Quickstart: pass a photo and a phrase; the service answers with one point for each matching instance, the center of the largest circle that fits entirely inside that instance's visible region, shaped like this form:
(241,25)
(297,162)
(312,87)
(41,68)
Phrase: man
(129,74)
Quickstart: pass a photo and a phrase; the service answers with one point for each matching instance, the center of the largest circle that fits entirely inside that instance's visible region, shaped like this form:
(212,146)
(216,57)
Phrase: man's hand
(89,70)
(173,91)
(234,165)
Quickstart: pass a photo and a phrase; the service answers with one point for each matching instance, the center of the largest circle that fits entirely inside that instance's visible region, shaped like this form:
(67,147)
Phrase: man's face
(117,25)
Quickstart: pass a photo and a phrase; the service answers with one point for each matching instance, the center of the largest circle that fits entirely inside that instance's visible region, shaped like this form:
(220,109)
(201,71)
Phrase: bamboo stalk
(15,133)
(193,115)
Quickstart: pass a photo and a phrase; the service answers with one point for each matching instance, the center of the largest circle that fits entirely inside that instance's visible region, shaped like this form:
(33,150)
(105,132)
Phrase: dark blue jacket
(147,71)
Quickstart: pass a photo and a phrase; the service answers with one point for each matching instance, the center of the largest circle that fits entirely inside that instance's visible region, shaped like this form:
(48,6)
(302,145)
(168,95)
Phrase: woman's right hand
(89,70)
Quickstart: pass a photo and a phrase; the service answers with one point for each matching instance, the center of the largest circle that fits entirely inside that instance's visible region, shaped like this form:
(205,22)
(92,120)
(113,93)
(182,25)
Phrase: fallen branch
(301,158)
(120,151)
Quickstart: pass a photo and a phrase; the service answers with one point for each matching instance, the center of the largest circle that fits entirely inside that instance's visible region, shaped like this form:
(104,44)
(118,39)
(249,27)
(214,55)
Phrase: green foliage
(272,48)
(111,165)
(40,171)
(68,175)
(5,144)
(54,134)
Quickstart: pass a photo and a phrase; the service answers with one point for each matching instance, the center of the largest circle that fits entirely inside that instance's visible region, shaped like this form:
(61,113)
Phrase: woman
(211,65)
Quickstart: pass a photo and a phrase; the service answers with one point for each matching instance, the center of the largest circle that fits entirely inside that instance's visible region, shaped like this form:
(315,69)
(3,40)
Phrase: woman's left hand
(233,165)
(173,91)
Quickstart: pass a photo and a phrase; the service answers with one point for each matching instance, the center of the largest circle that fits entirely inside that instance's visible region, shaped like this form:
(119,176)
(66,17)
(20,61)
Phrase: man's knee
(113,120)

━━━━━━━━

▶ [WHAT YOU WILL DO]: Set down all of the records shown above once more, exactly.

▶ [REPLY TO THE TASK]:
Quickstart: pass a photo and a phrase; the service answers with one point for each matching instance, the center of the largest circle that fits entirely inside that instance's visible region, shaped like this form:
(241,25)
(297,162)
(312,87)
(41,68)
Phrase: man
(129,74)
Quickstart: pass a photo and a phrase; the service answers with one point for each matching instance, the center of the largest circle that fits entirely inside that instance's visible region, shaped like this form:
(212,146)
(216,57)
Phrase: man's hand
(89,70)
(173,91)
(234,165)
Quickstart: pass a photo and a phrase; the service answers with one point for each matching instance, the center of the largest circle that fits entirely inside that instance's visible region, shaped like this form:
(67,147)
Phrase: man's face
(117,25)
Quickstart: pass a photo and a phrase; the service answers with one point for each matching instance, the center of the largest circle that fits entirely inside that instance's visible region, shaped like this form:
(220,109)
(201,71)
Phrase: bamboo stalk
(15,133)
(193,115)
Quickstart: pass a photo and a phrase; the service answers with one point for each matching instance, the center of the largest circle that fits entirely inside that instance's visible region, shaped like this form:
(33,150)
(105,132)
Phrase: dark blue jacket
(147,71)
Quickstart: pass a photo and a phrase; the service answers with one point for each matching instance, the center of the largest circle that fits entirely inside that instance's visible region, shaped like this form:
(48,6)
(302,145)
(168,95)
Phrase: woman's right hand
(89,70)
Quickstart: pass a photo and a phrase; the service answers with one point for each matching instance, the center of the largest circle that fits entirely inside that instance's visible region, shaped like this form:
(205,22)
(92,120)
(113,93)
(182,25)
Phrase: fallen branch
(301,158)
(120,151)
Quickstart: pass a photo and a phrase; the service answers with one point for each matching instance, the center of the largest circle that fits entirely inside that instance's visible region, shaped like this form:
(104,44)
(118,39)
(249,27)
(214,55)
Phrase: green foliage
(272,48)
(111,165)
(40,171)
(68,175)
(5,144)
(54,134)
Quickstart: pass a photo and a phrase; the service answers with one point for each matching instance, the center of the largest circle that fits entirely inside that instance's visible region, shaped like this form:
(61,113)
Phrase: woman
(211,65)
Quickstart: pass a photo and a phrase; the service answers with one point for each matching instance, the center of the largest circle that fits entirely inside that instance's visible region, shaped like this form:
(315,69)
(3,40)
Phrase: woman's left hand
(233,165)
(173,91)
Quickstart: pass a photo and a phrase; the service answers with one point for each matching instance, the center of the largest circle that fits entirely inside that instance's visible region, shaped like this form:
(119,176)
(66,17)
(20,61)
Phrase: man's knee
(113,120)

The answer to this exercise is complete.